═══ DOCUMENT EXTRACT ═══

I’ve been working on projects with larger data sets recently and have begun to notice that not all queries resolve in one or two milliseconds.
As I wrote in Indexing Databases – A Postgres Example, adding indexes can speed up queries, but come at a cost of inserting / updating times.
This time around, I was working with MongoDB and wanted to understand how indexing worked. While the principles hold, the details vary.
Still – the conclusion’s the same: if you’re reading more than you’re writing and can come up with a sound index target, it can be a valuable tool in your tool belt.
Let’s dig in.
Common Commands
The three most useful beginner commands I found were create, get, and drop.
Create an Index
db.collection.createIndex( { <field_name> : <order> [, <field_name> : <order> ...] } )
When creating an index – you can specify the field(s) and the order.
The order is 1
for ascending and -1
for descending.
The ordering is done sequentially, so the first field listed is sorted first, then the second, and so on.
Review Indexes
db.collection.getIndexes()
To see the indexes on a collection, use the getIndexes()
method.

═══

• INSTRUCTION A
Find each line in the listing that contains the string "water" and copy those lines.

═══ ENTRIES PROVIDED ═══

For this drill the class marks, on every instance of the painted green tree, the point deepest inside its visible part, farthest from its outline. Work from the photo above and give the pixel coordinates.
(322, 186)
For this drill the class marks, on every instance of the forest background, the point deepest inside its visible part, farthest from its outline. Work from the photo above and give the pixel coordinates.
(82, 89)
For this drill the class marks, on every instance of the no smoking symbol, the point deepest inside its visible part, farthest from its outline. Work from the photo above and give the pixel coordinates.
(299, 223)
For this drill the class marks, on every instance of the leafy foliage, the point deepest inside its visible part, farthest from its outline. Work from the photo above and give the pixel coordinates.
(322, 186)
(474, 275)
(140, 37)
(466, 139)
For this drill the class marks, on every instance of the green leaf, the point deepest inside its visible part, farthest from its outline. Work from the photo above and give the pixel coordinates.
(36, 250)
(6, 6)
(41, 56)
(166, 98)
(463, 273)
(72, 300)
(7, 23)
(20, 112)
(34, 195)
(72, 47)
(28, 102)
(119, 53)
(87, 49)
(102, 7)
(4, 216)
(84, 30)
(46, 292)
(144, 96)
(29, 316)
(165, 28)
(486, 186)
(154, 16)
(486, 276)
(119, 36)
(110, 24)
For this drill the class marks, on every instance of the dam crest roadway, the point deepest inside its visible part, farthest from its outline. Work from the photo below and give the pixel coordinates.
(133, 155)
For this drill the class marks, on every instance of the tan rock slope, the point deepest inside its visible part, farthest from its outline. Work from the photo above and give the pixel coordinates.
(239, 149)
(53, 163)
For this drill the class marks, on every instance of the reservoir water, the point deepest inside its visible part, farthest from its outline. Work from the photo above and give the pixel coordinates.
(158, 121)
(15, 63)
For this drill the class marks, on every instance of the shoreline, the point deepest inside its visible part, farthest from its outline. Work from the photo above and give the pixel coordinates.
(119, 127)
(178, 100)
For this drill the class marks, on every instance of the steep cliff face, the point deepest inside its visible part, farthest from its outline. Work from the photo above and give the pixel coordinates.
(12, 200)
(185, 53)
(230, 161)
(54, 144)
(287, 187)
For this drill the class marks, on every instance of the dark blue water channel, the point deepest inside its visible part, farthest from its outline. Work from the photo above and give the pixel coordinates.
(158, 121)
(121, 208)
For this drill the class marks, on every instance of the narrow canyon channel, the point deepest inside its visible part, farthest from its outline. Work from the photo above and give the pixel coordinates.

═══

• INSTRUCTION B
Write the next part of the MongoDB indexing post, picking up after its final sentence.

• EXERCISE ANSWER A
For this drill the class marks, on every instance of the reservoir water, the point deepest inside its visible part, farthest from its outline. Work from the photo above and give the pixel coordinates.
For this drill the class marks, on every instance of the dark blue water channel, the point deepest inside its visible part, farthest from its outline. Work from the photo above and give the pixel coordinates.

• EXERCISE ANSWER B
This is helpful when confirming the index is on the expected attribute of the document and to see which queries have been optimized.
Drop Indexes
db.collection.dropIndexes(["<index_name>"])
If you want to remove an index, you can use the dropIndexes()
method.
The optional parameter allows for specifying which index should be dropped. The name can be retrieved using the getIndexes()
method.
If no name is specified, all non–_id
indexes will be dropped.
Case Study
So what do indexes actually get us?
To test this, I created a sample database (trailblazers
) and collection (descriptions
) and generated 10m rows of data.
I then compared the performance of the same lookup query on the database pre- and post-index. This is not a scientific study, but at least when querying on the indexed attribute, query times fell 99.99% from 15000+ ms to ~1 ms.
Let’s take a look.
These times were found using the .explain(“executionStats”)
method.
Without An Index
With An Index
Conclusion
The index created a much more efficient query because Mongo knew exactly where to go to find the documents in question.
Without the index, the query reviewed all 10 million + documents. With the index, that number was cut to 10.
Another way to think about this is that the index changed the time complexity of the query from linear to constant.
As the database continues to grow, indexed fields can be found in constant time because the index offers a pointer.
That direction comes at a cost of a slower insert / update time, but if the database has more reads than writes, that trade off can be worth it quickly.
Top comments (7)
Out of curiosity. Are indexes in MongoDB global or local?
According to DZone, NoSQL is typically local:
Source
That said, this was the first time I had to look into it.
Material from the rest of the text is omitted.